Start RECORD EXCERPTS
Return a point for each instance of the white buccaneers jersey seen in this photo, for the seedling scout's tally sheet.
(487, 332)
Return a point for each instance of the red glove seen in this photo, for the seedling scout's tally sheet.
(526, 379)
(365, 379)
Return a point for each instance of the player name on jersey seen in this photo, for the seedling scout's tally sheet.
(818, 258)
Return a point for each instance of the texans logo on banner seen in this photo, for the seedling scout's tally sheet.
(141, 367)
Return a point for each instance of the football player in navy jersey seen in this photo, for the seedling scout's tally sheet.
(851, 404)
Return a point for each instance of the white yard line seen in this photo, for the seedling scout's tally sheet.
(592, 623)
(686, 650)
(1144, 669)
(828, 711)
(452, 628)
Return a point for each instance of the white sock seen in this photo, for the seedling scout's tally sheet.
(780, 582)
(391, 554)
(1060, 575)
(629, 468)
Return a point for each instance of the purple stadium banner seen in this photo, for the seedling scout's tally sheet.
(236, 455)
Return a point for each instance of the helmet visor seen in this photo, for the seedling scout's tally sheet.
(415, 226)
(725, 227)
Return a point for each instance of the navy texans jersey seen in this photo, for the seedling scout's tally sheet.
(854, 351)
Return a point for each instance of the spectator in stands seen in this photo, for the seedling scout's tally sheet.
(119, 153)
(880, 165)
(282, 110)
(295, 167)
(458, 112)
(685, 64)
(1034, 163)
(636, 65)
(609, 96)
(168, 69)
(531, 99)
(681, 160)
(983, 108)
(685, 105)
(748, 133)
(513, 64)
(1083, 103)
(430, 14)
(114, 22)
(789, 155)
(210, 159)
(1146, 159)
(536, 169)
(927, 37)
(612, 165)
End RECORD EXCERPTS
Render all of these records as a two-column CSV with the headers text and answer, one row per record. Put each record's text and its answer in their own quoted fields, with any line breaks replaced by spaces.

__FINAL RESULT__:
text,answer
"Return a point for each instance of the white buccaneers jersey seen in this photo, for the seedling scout's tally sheet.","(487, 332)"
"Return a point for each instance of the red glove seen in this photo, for the seedling scout's tally sheet.","(526, 379) (365, 379)"
"Return a point for each instance of the player name on jersey seen in this photo, for the seedling scout's tally sheet.","(818, 258)"
"Return a point for each instance of the texans logo on banner seen in this photo, for the seedling scout's tally sheet.","(141, 367)"
"Return a point for each instance of the football player in navy jersey seen in this photo, for the seedling scout's tally sheet.","(851, 404)"
"Return a point for each instance of the white yard line seen in this photo, for the seedling scout's tally sheet.","(592, 623) (686, 650) (1144, 669) (828, 711) (452, 628)"
"Return a point for each instance of the white sock seen in this photo, for the seedling scout's tally sheet.","(780, 582) (391, 554) (1060, 575) (629, 468)"
"Return a point for each instance of the purple stadium banner seen in this photo, for the seedling scout's tally sheet.","(236, 455)"
"Return a point for each instance of the helmet visor seen in this photo, for the seedling scout's tally sheet.","(415, 226) (725, 227)"
"Return a point for each instance of the navy texans jersey seen in this photo, for the seedling scout's tally sheet.","(854, 351)"
"Return a point for each instance of the spectator in stands seen in this photo, for the seedling scout's tally sheet.","(119, 153) (880, 165) (282, 110) (295, 167) (458, 112) (685, 64) (1034, 163) (636, 65) (609, 96) (168, 69) (531, 99) (681, 160) (983, 108) (685, 105) (748, 133) (513, 64) (1083, 103) (430, 14) (114, 22) (789, 155) (210, 159) (1146, 159) (536, 169) (927, 37) (612, 165)"